Records of labeled boxes
----------------------------------------
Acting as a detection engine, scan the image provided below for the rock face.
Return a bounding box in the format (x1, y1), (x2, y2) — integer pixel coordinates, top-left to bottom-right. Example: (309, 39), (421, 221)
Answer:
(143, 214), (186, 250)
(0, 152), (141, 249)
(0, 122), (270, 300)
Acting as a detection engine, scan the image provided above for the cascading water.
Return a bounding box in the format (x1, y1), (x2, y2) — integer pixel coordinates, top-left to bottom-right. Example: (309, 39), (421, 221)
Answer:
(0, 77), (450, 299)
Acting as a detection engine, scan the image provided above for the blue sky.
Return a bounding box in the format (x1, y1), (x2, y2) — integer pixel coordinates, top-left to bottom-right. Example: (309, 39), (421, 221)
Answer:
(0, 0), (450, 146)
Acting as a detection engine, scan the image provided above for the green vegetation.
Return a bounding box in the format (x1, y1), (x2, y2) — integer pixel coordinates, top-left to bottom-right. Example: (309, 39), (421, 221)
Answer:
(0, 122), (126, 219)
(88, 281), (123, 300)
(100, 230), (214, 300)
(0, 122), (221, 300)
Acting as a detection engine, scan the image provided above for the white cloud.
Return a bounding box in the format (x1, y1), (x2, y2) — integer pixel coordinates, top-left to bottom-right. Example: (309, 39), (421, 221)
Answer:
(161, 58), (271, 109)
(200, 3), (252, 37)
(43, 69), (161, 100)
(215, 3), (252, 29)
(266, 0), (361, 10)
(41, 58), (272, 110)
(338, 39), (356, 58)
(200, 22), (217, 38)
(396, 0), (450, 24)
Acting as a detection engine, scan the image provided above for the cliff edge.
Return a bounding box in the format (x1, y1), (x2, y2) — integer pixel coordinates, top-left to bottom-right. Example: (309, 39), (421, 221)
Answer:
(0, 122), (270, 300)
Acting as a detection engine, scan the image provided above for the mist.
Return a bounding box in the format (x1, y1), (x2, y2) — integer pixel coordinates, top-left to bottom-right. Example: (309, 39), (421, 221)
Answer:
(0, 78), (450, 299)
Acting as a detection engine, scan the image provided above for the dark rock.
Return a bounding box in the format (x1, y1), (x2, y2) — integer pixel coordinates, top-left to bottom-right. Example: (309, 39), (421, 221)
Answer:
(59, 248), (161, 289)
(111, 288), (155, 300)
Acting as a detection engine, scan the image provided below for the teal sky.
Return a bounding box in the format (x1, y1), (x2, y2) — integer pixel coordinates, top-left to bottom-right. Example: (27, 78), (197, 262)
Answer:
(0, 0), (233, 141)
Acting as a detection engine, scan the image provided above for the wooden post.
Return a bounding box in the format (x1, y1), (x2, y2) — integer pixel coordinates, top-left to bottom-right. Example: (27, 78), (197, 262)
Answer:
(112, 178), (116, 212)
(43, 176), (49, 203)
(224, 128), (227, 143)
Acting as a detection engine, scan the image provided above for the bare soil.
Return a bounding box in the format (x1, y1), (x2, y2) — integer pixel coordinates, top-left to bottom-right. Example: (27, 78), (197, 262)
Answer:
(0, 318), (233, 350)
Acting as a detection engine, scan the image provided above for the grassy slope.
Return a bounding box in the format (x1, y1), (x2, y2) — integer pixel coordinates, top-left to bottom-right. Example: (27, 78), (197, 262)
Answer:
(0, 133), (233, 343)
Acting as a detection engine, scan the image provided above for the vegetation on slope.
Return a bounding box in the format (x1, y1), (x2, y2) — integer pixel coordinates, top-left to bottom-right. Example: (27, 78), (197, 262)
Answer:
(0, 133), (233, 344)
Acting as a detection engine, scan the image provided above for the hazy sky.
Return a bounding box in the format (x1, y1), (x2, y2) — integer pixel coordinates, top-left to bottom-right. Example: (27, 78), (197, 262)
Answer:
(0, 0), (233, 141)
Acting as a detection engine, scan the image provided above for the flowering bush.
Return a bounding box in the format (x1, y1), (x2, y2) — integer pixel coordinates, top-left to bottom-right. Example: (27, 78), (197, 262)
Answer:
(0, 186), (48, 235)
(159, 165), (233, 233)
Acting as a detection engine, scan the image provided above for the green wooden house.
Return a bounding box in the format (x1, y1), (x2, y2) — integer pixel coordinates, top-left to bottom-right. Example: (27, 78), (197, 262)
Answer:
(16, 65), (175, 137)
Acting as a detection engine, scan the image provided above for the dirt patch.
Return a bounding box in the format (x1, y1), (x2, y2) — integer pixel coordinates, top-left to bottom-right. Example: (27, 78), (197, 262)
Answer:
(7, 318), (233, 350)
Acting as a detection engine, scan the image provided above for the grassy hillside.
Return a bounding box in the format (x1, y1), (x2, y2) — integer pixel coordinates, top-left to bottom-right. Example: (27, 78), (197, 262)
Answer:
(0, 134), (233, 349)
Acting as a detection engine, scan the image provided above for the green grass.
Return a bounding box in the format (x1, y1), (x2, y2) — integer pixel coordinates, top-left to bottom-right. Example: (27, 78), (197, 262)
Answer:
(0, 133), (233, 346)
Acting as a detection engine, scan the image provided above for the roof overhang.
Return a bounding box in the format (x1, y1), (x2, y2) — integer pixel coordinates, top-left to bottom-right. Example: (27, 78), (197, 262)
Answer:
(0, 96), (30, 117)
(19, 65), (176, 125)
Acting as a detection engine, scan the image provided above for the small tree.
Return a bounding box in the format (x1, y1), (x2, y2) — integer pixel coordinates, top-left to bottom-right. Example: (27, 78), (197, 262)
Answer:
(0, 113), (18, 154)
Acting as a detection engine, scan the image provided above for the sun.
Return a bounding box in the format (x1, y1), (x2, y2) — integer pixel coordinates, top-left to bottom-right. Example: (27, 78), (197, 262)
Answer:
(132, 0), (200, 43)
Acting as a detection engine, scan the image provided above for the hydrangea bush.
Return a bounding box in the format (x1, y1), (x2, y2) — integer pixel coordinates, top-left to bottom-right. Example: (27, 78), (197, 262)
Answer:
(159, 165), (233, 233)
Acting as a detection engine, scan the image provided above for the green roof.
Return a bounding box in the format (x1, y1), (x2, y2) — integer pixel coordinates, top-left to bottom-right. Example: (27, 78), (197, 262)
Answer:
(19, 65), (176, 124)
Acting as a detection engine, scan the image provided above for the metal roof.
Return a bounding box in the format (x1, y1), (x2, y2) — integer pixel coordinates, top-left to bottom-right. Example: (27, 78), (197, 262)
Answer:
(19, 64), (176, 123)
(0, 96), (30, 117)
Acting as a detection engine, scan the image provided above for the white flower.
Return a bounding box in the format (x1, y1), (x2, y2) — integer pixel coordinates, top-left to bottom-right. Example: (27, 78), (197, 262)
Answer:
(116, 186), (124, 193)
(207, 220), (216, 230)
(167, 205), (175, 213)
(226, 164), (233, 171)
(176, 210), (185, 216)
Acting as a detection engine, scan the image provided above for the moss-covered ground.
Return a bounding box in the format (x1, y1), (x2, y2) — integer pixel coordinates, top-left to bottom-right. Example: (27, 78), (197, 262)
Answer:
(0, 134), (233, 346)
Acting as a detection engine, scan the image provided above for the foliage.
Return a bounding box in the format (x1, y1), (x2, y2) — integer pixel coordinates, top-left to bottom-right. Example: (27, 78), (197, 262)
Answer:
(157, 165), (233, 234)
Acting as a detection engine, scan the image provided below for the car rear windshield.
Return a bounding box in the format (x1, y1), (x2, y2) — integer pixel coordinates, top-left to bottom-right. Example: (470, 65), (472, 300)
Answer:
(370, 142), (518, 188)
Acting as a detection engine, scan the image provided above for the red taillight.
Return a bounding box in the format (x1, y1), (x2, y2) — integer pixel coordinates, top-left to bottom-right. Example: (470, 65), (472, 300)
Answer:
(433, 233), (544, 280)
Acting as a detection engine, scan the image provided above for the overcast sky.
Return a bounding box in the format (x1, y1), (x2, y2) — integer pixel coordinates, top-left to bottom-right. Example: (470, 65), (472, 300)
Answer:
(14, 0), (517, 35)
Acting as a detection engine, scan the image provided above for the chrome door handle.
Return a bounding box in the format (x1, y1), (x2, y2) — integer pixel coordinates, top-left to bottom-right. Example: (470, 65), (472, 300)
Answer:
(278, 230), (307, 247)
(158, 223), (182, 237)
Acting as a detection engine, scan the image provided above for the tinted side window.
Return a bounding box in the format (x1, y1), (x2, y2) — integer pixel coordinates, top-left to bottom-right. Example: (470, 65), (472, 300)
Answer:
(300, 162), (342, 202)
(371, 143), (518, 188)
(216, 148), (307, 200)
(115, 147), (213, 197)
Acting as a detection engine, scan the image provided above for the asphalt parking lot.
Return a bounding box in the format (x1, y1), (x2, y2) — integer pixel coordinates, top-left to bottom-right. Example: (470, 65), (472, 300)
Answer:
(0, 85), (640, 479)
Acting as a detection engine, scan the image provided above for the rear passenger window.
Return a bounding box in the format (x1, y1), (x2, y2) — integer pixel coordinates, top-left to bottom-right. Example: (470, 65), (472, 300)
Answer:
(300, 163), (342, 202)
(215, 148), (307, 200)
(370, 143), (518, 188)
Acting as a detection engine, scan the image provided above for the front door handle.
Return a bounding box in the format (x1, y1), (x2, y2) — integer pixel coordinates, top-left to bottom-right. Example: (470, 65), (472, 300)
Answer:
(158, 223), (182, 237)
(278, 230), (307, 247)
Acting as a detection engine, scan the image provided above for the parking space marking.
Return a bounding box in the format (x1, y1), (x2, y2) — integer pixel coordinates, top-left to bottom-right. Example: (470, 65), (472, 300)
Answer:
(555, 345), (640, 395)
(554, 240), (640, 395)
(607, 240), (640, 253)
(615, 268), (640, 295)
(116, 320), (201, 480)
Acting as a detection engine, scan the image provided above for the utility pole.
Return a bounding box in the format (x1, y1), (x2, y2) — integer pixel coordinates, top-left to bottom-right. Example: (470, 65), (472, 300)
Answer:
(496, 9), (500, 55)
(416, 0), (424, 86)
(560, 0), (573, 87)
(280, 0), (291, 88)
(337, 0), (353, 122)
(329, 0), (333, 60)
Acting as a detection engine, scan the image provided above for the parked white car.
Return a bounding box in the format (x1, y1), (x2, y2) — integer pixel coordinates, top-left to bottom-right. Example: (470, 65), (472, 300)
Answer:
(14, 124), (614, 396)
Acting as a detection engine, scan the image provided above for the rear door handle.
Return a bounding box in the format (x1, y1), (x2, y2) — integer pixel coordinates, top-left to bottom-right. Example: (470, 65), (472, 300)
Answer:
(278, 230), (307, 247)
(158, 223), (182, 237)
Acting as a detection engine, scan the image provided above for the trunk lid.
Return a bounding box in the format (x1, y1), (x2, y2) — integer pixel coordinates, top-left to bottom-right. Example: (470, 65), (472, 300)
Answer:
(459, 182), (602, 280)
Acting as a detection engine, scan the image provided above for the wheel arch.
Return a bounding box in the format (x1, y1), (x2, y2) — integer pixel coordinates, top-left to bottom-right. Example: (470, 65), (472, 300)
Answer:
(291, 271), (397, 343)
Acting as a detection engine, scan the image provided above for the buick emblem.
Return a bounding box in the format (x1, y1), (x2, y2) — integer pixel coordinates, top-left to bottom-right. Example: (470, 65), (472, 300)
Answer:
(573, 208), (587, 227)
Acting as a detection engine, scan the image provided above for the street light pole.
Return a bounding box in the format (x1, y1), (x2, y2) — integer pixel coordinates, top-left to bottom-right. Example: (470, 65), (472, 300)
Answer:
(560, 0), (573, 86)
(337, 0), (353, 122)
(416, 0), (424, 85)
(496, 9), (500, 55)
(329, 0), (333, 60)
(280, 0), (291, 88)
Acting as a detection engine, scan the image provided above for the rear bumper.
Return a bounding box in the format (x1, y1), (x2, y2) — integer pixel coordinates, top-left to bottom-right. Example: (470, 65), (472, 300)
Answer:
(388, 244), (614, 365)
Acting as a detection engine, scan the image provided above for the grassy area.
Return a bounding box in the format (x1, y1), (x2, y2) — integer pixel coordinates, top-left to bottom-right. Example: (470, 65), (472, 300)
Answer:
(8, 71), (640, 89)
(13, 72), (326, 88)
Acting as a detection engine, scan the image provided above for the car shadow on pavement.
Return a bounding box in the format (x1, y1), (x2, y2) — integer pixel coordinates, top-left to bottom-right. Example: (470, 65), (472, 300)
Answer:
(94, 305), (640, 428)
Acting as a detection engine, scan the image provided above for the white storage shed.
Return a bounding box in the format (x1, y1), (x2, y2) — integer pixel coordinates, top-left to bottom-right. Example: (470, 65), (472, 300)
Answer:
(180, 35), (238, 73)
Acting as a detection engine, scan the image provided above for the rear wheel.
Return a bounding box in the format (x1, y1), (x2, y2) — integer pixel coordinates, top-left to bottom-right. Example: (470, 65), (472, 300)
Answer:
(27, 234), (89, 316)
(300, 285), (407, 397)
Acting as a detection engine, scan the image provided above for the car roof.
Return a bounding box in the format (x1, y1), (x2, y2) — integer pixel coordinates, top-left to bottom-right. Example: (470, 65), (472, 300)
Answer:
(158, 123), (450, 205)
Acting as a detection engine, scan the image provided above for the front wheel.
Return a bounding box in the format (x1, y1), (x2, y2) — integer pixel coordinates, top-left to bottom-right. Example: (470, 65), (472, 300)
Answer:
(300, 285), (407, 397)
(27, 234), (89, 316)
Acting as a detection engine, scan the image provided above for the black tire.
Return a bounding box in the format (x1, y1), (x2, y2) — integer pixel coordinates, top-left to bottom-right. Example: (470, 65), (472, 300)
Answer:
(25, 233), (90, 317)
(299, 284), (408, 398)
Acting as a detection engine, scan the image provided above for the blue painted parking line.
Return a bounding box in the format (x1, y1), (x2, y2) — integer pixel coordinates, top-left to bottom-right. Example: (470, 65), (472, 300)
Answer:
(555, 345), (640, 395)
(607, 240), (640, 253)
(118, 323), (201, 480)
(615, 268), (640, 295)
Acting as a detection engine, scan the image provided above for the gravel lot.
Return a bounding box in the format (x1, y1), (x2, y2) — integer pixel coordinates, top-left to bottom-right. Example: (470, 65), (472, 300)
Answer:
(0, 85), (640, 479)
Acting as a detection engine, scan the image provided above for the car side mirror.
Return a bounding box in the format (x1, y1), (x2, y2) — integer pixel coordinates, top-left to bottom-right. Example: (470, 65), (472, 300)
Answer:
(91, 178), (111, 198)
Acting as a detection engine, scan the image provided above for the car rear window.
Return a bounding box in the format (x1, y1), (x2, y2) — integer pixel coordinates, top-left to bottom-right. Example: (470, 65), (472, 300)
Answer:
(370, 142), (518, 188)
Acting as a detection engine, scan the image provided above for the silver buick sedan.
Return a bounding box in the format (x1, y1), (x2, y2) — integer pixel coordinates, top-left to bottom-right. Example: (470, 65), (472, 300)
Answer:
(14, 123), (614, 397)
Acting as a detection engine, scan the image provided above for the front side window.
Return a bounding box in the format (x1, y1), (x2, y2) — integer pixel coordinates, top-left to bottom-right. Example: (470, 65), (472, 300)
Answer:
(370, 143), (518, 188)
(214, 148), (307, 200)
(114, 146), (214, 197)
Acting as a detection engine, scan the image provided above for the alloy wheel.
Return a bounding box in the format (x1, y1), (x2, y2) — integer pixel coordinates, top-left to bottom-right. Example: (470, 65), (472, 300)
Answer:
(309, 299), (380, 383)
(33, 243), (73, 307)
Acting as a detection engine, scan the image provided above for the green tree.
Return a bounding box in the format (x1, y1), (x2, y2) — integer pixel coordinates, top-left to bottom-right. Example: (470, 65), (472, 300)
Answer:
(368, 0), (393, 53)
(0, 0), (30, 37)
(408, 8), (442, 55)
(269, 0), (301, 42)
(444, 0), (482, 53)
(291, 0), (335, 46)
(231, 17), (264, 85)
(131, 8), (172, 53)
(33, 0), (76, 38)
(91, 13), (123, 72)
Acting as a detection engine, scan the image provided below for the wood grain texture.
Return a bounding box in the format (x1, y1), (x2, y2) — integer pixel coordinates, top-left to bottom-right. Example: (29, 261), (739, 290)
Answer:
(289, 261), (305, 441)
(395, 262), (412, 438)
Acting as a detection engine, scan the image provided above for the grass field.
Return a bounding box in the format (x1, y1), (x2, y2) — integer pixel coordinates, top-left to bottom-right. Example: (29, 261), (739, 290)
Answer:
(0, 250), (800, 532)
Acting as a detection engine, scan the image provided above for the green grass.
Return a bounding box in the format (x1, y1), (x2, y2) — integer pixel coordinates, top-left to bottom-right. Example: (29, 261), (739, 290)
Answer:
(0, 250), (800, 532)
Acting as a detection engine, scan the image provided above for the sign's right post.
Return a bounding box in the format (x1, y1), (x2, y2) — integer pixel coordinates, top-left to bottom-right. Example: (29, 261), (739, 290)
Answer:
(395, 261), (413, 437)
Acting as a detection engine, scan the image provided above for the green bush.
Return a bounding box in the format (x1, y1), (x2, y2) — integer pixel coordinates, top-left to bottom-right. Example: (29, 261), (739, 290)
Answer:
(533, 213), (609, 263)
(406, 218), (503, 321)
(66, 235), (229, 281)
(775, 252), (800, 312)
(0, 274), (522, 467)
----------------------------------------
Write out the stretch of items from the start through the line containing "(0, 122), (221, 300)", keeping the requests and their format samples as they are. In the answers, multiply every coordinate by 2.5 and round it to a whole number, rounding halves up.

**The answer:**
Acting as a detection engine, scan the image provided below for the rock face.
Return a bounding box in the format (x1, y1), (x2, y2) — integer pixel coordinates, top-left to bottom-right. Example: (309, 39), (421, 221)
Answer:
(358, 535), (465, 625)
(0, 380), (353, 623)
(0, 305), (675, 750)
Acting as a detection engine, scan the image provided above for the cascading water.
Return a bounding box in the format (x1, y1), (x2, y2) — integer pixel coordinates, top-left to bottom-right. Example: (309, 39), (421, 221)
Answer:
(0, 193), (1125, 748)
Acting as a detection engine, scan the image provided above for the blue sky.
Return a bounding box in the format (x1, y1), (x2, y2) — integer pixel coordinates, top-left to bottom-right. Example: (309, 39), (421, 221)
Answer:
(0, 0), (1125, 365)
Acting as a detection engine, scan the image provided above for the green vegetation.
Return a bounding box in the format (x1, y1), (x2, y2) — integer pixel coordinates, top-left to bottom-right. Example: (309, 39), (421, 221)
Answer:
(0, 305), (315, 548)
(220, 703), (308, 750)
(250, 575), (535, 750)
(0, 305), (553, 750)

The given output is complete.